Work to complete:
Below are records to be reproduced exactly and in full.

Given data:
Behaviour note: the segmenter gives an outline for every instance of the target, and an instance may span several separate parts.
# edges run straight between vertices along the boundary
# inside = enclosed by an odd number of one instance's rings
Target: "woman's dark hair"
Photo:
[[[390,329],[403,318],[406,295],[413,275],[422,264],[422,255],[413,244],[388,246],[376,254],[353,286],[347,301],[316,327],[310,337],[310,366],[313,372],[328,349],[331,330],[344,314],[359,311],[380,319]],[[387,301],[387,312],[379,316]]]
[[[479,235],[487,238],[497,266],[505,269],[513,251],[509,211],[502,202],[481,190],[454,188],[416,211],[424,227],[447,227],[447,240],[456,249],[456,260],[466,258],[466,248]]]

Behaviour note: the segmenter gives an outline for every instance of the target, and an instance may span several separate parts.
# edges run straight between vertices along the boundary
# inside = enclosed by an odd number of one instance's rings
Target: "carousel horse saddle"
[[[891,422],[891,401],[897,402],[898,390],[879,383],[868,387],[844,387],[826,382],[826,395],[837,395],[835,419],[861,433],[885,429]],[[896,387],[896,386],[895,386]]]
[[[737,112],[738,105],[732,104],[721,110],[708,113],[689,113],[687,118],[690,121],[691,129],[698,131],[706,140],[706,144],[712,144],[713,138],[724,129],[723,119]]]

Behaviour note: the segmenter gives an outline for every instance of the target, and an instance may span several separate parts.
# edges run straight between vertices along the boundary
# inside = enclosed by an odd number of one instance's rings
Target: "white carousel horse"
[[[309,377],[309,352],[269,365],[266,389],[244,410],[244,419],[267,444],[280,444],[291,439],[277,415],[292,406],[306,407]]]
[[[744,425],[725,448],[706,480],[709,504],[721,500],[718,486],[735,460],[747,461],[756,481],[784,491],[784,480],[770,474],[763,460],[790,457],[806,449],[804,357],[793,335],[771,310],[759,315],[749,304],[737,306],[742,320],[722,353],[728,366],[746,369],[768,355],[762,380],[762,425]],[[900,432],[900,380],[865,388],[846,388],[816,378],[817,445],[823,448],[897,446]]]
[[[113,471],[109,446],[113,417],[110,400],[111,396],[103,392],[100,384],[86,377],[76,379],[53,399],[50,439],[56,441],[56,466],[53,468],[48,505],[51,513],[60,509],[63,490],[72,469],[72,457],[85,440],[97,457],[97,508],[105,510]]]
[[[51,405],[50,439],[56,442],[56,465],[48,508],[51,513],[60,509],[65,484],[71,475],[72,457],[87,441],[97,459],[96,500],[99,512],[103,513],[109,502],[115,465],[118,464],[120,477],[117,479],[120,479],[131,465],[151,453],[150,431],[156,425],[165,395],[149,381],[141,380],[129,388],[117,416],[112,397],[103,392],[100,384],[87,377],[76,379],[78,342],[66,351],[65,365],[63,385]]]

Answer section:
Behaviour note: the segmenter gives an outline for every instance of the target, and an instance may span several separate parts.
# edges run straight between vertices along the boundary
# inside = enclosed by an odd number of one instance's rings
Target: "woman's dark hair"
Photo:
[[[390,329],[403,318],[406,295],[413,275],[422,264],[422,255],[413,244],[388,246],[376,254],[353,286],[347,301],[316,327],[310,337],[310,366],[313,372],[328,349],[331,330],[344,314],[359,311],[380,319]],[[387,301],[387,312],[379,316]]]
[[[479,235],[487,238],[497,266],[505,269],[513,251],[509,211],[502,202],[481,190],[454,188],[416,211],[424,227],[447,227],[447,240],[456,249],[456,260],[466,258],[466,248]]]

Behaviour note: the segmenter gives an outline for every instance of the target, and an instance may span several separate parts.
# edges run straight between vertices along the boundary
# inside = enclosed by an odd number of one instance's rings
Target: "carousel horse saddle"
[[[891,422],[891,401],[897,402],[898,390],[879,383],[868,387],[844,387],[826,382],[826,395],[837,395],[835,419],[861,433],[885,429]],[[896,387],[896,386],[895,386]]]
[[[737,112],[738,105],[732,104],[721,110],[708,113],[689,113],[687,118],[690,121],[691,129],[698,131],[706,140],[706,144],[712,144],[713,138],[724,129],[723,119]]]

Behaviour note: the segmenter gives an outline for every instance of the target, and an instance may span several separate parts.
# edges run straight between vertices along the boundary
# inside = enclosed by an odd number of one instance's rings
Target: "white carousel horse"
[[[309,377],[309,352],[269,365],[266,389],[244,410],[244,419],[267,444],[280,444],[291,439],[277,415],[292,406],[306,407]]]
[[[744,425],[725,448],[706,480],[709,504],[721,500],[718,486],[735,460],[747,461],[756,481],[784,491],[784,480],[770,474],[763,460],[790,457],[806,449],[804,357],[793,335],[771,310],[759,315],[749,304],[737,306],[742,320],[722,353],[728,366],[746,369],[768,355],[762,380],[762,425]],[[900,432],[900,380],[865,388],[846,388],[816,378],[817,445],[823,448],[897,446]]]
[[[113,471],[109,446],[113,417],[110,400],[111,396],[103,392],[100,384],[86,377],[76,379],[53,399],[50,439],[56,441],[56,466],[53,468],[48,505],[51,513],[60,509],[63,490],[72,469],[72,457],[85,440],[97,457],[97,508],[105,510]]]
[[[51,405],[50,439],[56,442],[56,465],[48,508],[51,513],[60,509],[65,484],[71,475],[72,457],[87,441],[97,459],[96,500],[99,512],[103,513],[109,502],[115,465],[118,464],[120,477],[117,479],[120,479],[131,465],[151,453],[150,431],[156,425],[165,395],[149,381],[141,380],[129,388],[117,416],[112,397],[103,392],[100,384],[87,377],[76,379],[78,342],[66,351],[65,365],[63,385]]]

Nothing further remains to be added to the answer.